Supplied passage:
※ ※ ※

Bail Reforms Adjusted in April

In April, the New York Legislature and New York Gov. Kathy Hochul reached an agreement to adjust the 2019 bail reform as part of the state budget. The changes gave judges the ability to set bail for a slightly wider range of crimes, including gun-related crimes, hate crimes, and repeat offenses in theft of property.

When setting bail, judges may also consider the alleged criminal’s history of gun possession, as well as prior violations of an order of protection, and whether the alleged crime had caused serious harm.

At a press conference on Aug. 3, Hochul, a Democrat, said that judges now have tools at their disposal to tackle the matter. Her comments came in response to a question about Adams’s call on July 26 for her and the state legislature to convene a special legislative session over the bail reforms.

New York Gov. Kathy Hochul speaks to guests at the Delavan Grider Community Center in Buffalo, N.Y., on May 17, 2022. (Scott Olson/Getty Images)

“What we gave judges was the ability to consider the severity of the offense—is this a repeat offense? Is there a history involved here? So we now have spelled out for judges factors to consider in weighing whether or not this person should be out in the street or not,” she said. She urged judges to follow the updated bail laws.

The April changes didn’t have the provision for judges to consider whether the defendant poses a danger to the public if they were to be released from custody pending trial. Some criminal justice advocates say such a standard could be subject to racial bias.

※ ※ ※

[Segmentation mask data]
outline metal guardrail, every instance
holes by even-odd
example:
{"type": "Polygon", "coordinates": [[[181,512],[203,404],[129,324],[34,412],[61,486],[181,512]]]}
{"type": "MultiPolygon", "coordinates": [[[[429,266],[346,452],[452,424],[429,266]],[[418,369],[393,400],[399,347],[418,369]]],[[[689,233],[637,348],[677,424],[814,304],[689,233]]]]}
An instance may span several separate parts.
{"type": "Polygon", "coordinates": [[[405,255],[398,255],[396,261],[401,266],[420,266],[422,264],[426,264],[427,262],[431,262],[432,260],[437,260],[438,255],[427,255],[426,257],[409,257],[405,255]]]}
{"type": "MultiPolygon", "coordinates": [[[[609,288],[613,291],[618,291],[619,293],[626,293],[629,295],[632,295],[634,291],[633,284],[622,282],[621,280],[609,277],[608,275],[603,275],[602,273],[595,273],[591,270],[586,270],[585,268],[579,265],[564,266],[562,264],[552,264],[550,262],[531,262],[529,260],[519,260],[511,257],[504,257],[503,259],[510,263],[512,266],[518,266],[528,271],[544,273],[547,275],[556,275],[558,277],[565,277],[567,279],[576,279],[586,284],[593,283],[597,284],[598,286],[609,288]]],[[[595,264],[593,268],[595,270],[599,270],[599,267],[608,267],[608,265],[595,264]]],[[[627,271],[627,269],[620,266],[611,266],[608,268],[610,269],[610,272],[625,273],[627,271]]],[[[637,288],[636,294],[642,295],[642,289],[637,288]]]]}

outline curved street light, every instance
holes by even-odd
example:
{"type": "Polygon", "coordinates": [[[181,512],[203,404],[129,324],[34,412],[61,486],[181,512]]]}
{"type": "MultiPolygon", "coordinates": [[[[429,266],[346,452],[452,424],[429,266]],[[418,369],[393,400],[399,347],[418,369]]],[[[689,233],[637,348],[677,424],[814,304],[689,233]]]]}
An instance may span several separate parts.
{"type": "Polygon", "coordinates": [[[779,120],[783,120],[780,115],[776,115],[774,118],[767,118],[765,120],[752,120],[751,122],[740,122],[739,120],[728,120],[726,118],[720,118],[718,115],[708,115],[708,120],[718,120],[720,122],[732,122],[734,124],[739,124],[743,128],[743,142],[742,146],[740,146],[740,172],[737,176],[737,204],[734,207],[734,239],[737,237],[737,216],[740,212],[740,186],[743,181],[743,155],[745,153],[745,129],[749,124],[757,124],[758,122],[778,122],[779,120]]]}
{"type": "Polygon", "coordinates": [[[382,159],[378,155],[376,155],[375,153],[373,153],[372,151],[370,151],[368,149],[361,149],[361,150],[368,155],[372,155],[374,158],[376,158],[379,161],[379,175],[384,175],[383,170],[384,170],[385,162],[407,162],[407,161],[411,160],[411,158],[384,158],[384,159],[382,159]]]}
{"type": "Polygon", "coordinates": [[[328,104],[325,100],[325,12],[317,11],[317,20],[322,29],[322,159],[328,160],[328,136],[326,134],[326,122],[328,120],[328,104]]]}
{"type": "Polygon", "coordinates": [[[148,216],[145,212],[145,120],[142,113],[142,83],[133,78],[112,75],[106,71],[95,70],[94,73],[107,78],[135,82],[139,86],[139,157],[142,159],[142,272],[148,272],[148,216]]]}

※ ※ ※

Exercise details:
What might come next in the piece on New York's bail reform changes? Write a continuation that picks up after its last sentence.

Task result:
When asked about Hochul’s comments, Adams referred back to the provision he is urging for, saying: “The judges have tools that they are not using, but they do need more tools such as public safety. If public safety is in jeopardy based on the actions of someone, judges need the tools that 49 other states currently have to make sure that person is not dangerous to our community.”

Increase in Crime, Recidivism

Sewell and Adams on Aug. 3 cited figures that show significant increases in recidivism in some categories of crime.

In 2022, 25 percent, or 393 of 1,494 people arrested for burglary, committed another felony within 60 days, Adams said. “In 2017, however, just 7.7 percent went on to commit another crime,” he added.

Meanwhile, the 60-day recidivism rate for grand larceny in 2022 was 16.8 percent, or 310 people. In 2017, the rate was 6.5 percent, Adams noted. The rate for grand larceny auto in 2022 is 20 percent, or 125 people, compared to the rate in 2017 of 10.3 percent, he said.

“The number of individuals arrested three or more times in a calendar year for crimes including robbery, burglary, and grand larceny, among others, has increased through the first six months of 2022, compared with crime in the years prior to the onset of the global pandemic,” the release states.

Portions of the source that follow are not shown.